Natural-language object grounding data

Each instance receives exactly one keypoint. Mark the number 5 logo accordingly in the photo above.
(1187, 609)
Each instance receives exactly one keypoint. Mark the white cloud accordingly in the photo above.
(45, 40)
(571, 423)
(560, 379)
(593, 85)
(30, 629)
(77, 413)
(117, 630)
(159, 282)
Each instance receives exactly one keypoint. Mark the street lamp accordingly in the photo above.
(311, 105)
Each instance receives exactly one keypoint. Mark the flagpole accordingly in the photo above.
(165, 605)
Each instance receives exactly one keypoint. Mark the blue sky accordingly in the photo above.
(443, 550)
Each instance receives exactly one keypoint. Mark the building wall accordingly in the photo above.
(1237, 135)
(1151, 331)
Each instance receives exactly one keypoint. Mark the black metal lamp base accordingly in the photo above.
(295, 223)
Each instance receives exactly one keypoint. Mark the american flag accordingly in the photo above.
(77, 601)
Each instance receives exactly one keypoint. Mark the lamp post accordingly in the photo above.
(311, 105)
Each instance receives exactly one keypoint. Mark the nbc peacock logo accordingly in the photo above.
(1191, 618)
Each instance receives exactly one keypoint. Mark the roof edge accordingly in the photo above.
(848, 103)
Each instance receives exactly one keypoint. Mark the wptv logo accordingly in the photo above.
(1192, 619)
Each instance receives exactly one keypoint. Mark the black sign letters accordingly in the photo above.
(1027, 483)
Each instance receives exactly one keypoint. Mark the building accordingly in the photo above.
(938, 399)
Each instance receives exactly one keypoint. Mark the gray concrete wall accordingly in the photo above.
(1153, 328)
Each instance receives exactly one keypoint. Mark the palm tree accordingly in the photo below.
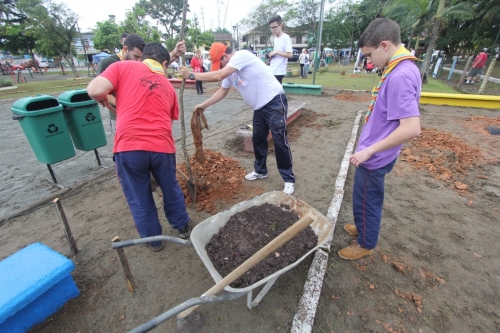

**TASK OBJECTIVE:**
The copy you give must repeat each record character for character, but it must not include the pictures.

**TASK RESPONSE:**
Each instance receives exactly one keypoint. Mark the number 5 logo accordingly in the photo above.
(1187, 609)
Each instance receives exactly one keypoint. Mark the white cloud accordingly in the photo above.
(45, 40)
(571, 423)
(560, 379)
(593, 85)
(30, 629)
(77, 413)
(117, 630)
(159, 282)
Each instance receives exactly one keypoint. Mark the street lamp accordingly in the photo above.
(311, 105)
Each instance receives exactly one keypoint. Mark the flagpole accordingly in the photo above.
(165, 605)
Each instance receives exactly one keypoint. Mark the blue sky accordingly in the photo above.
(443, 550)
Each instance receives exactly one keypoint. Mark the building wall accordingly in the photo above.
(1237, 135)
(1151, 331)
Each instance receives exactly one keypoint. Mark the black metal lamp base accordingly in the photo above.
(295, 223)
Each instance receives exactly one keypoint. Mark the american flag accordingly in the photo above.
(77, 601)
Each instance receives exactly one keypoint. Mark the lamp post accordingly in the photo above.
(311, 105)
Each instance receives exactly one keypoint. Mark the nbc peacock logo accordingly in the photo above.
(1191, 618)
Each instance receives exactly one keypoint. Mark the roof edge accordingly in the photo above.
(848, 103)
Each instance receives exactly one keypoint. Mark the wptv logo accordingly in the photo above.
(1192, 619)
Each instance receives exactly one keypoint. Mark the black sign letters accordingly in the photo above.
(1027, 483)
Each instance receives exactly one keypoint. Mark the building accordingly in the photo above.
(938, 399)
Each instance receives exactly one keypoint. Mark the gray concrete wall accordingly in the photo above.
(1153, 328)
Each instance receives exactly one keypoint. Mark the palm tree accordingly in the photo below.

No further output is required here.